Instructions for the task:
Copy word for word the stretch of the items below, from the line containing "Target: metal fence" through the final line of the items. Leave the pictures out of your copy.

**** Task data ****

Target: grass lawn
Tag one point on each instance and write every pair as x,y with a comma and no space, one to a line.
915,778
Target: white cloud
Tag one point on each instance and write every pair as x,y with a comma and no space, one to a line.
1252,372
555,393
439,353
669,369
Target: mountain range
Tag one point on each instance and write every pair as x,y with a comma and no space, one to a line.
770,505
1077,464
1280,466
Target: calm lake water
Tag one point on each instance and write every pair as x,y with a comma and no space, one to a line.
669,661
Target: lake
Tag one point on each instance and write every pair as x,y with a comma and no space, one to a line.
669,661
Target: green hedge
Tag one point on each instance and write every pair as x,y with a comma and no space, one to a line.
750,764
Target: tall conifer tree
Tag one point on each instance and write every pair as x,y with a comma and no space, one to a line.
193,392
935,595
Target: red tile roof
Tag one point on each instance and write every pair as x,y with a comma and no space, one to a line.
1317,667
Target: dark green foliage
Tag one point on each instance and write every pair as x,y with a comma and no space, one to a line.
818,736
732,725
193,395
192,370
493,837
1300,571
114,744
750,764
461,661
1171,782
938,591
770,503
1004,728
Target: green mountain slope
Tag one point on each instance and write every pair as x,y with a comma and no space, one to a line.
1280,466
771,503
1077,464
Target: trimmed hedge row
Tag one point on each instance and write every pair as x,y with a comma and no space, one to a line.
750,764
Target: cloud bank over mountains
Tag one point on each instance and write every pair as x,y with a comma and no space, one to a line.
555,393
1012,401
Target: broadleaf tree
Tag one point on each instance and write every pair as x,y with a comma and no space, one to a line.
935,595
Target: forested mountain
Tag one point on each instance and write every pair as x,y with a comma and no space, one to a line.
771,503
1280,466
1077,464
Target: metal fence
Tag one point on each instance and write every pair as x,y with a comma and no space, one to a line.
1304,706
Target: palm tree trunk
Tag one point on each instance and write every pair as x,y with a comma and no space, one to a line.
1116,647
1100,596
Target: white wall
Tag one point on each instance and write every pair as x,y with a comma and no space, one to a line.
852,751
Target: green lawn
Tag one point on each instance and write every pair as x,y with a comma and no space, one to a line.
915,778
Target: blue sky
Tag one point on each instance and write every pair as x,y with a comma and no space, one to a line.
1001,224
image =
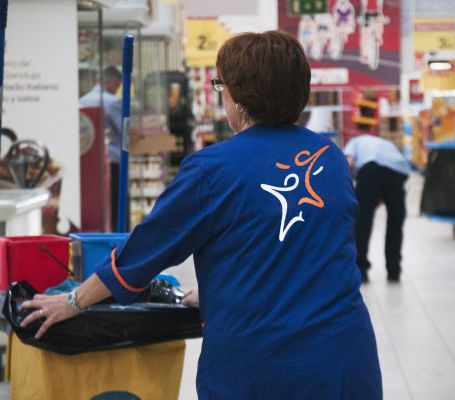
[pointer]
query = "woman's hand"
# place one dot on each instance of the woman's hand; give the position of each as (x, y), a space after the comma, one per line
(191, 298)
(52, 308)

****

Reply:
Target: metal fence
Tag one point on each instance and write every pair as x,y with a comma and no space, one to a line.
1304,706
Target: palm tree trunk
Tag one point on each instance and write every pair as x,y with a comma and no space, one to a line.
1116,647
1100,596
Target: white wall
Tag one point on each instance and write every pair as x,y with a comma and no space, one to a line.
852,751
Target: green lawn
Tag one point on each instance and write every pair as x,y with a comma and no space, one to a line.
915,778
Target: blue sky
Tag one point on each instance and write every pair as x,y with a comma and no space, one to a line.
1001,224
image =
[pointer]
query = "woman's hand"
# place one dot on each instance of the woman's hand; give the position of each as (x, y), a space after the comma, one per line
(191, 298)
(52, 308)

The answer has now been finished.